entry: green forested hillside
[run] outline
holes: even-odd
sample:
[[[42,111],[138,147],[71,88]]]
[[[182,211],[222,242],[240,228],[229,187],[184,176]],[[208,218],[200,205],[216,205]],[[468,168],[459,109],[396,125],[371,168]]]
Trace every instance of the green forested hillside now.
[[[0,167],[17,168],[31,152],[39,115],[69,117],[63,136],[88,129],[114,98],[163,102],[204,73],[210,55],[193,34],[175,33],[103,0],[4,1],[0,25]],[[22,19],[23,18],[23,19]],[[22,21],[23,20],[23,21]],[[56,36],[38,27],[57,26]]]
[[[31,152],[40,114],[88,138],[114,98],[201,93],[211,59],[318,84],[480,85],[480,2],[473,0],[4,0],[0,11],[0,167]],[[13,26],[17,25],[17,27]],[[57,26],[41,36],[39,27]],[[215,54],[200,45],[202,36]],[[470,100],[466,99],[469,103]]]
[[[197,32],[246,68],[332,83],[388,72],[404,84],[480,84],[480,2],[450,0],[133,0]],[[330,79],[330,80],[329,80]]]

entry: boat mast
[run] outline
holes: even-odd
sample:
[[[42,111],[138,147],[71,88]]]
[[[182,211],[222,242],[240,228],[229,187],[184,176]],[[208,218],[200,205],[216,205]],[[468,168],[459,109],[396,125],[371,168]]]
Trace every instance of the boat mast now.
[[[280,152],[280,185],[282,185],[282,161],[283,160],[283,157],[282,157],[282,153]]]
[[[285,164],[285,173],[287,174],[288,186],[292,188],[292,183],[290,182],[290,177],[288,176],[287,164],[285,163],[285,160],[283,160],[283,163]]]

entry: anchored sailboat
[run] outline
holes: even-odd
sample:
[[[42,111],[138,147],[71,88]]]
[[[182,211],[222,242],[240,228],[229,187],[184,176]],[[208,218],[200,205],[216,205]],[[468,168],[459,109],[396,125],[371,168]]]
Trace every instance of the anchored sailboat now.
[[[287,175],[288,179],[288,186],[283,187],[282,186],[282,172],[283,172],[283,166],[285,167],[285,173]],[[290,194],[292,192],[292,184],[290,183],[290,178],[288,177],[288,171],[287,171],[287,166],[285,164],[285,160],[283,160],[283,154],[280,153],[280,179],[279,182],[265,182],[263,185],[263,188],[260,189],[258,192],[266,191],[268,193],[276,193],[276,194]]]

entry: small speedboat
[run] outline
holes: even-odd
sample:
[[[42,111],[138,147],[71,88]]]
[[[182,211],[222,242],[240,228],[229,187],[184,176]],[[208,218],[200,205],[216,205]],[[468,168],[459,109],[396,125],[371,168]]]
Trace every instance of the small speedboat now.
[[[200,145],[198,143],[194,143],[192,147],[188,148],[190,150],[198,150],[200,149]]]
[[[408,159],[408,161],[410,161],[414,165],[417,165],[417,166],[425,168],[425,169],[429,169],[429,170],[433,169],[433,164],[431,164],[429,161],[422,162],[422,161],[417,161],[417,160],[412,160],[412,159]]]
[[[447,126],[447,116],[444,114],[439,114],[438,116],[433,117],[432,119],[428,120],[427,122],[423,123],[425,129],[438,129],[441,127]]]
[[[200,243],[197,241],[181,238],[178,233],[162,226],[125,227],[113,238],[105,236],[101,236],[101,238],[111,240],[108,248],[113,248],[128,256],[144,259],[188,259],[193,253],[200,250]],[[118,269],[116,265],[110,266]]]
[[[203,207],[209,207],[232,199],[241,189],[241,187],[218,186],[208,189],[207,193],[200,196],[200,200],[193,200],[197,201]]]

════

**STATED GOAL**:
Your task is to output all of the data above word for word.

**WRITTEN ANSWER**:
entry: green forested hillside
[run] outline
holes: even-odd
sample:
[[[42,111],[138,147],[71,88]]]
[[[182,211],[222,242],[240,228],[229,187],[184,176]],[[208,218],[200,205],[216,205]],[[468,168],[459,109],[396,125],[371,168]]]
Trace every instance of the green forested hillside now.
[[[0,167],[17,168],[31,152],[39,115],[69,117],[63,136],[88,129],[114,98],[163,102],[204,73],[210,55],[193,34],[175,33],[103,0],[4,1],[0,25]],[[22,19],[23,18],[23,19]],[[22,21],[23,20],[23,21]],[[56,36],[38,27],[57,26]]]
[[[31,152],[40,114],[88,138],[114,98],[201,93],[211,59],[318,84],[480,85],[480,2],[473,0],[4,0],[0,11],[0,167]],[[13,26],[17,25],[17,27]],[[57,26],[41,36],[39,27]],[[215,54],[200,45],[202,36]],[[470,100],[466,99],[469,103]]]
[[[197,32],[246,68],[332,83],[388,72],[404,84],[480,84],[480,2],[450,0],[133,0]],[[330,79],[330,80],[329,80]]]

entry: boat mast
[run] outline
holes: even-odd
sample:
[[[42,111],[138,147],[71,88]]]
[[[182,211],[222,242],[240,228],[229,187],[184,176]],[[208,218],[200,205],[216,205]],[[468,168],[459,109],[396,125],[371,168]]]
Trace every instance of the boat mast now.
[[[280,152],[280,185],[282,185],[282,161],[283,160],[283,157],[282,157],[282,153]]]
[[[285,164],[285,173],[287,174],[288,186],[292,188],[292,183],[290,182],[290,177],[288,176],[287,164],[285,163],[285,160],[283,160],[283,163]]]

entry: anchored sailboat
[run] outline
holes: even-odd
sample:
[[[42,111],[138,147],[71,88]]]
[[[182,211],[222,242],[240,228],[229,187],[184,176]],[[208,218],[200,205],[216,205]],[[468,168],[459,109],[396,125],[371,168]]]
Trace every instance of the anchored sailboat now.
[[[287,175],[288,179],[288,186],[283,187],[282,186],[282,172],[283,172],[283,166],[285,167],[285,173]],[[290,194],[292,192],[292,184],[290,183],[290,178],[288,177],[288,171],[287,171],[287,166],[285,164],[285,160],[283,160],[283,154],[280,153],[280,179],[279,182],[265,182],[263,185],[263,188],[260,189],[258,192],[266,191],[268,193],[276,193],[276,194]]]

entry: small speedboat
[run] outline
holes: even-odd
sample:
[[[42,111],[138,147],[71,88]]]
[[[182,211],[222,242],[240,228],[229,187],[184,176]],[[208,218],[200,205],[216,205]],[[468,168],[459,109],[396,125],[371,168]]]
Trace every instance of the small speedboat now.
[[[200,145],[198,143],[194,143],[192,147],[188,148],[190,150],[198,150],[200,149]]]
[[[408,159],[408,161],[410,161],[414,165],[417,165],[417,166],[425,168],[425,169],[429,169],[429,170],[433,169],[433,164],[431,164],[429,161],[422,162],[422,161],[417,161],[417,160],[412,160],[412,159]]]
[[[447,126],[447,116],[444,114],[439,114],[438,116],[433,117],[432,119],[428,120],[427,122],[423,123],[425,129],[438,129],[441,127]]]
[[[200,243],[197,241],[181,238],[178,233],[162,226],[125,227],[113,238],[105,236],[101,236],[101,238],[111,240],[108,248],[113,248],[128,256],[144,259],[188,259],[193,253],[200,250]],[[118,269],[116,265],[110,266]]]
[[[203,207],[209,207],[232,199],[241,189],[241,187],[218,186],[208,189],[207,193],[200,196],[200,200],[193,200],[197,201]]]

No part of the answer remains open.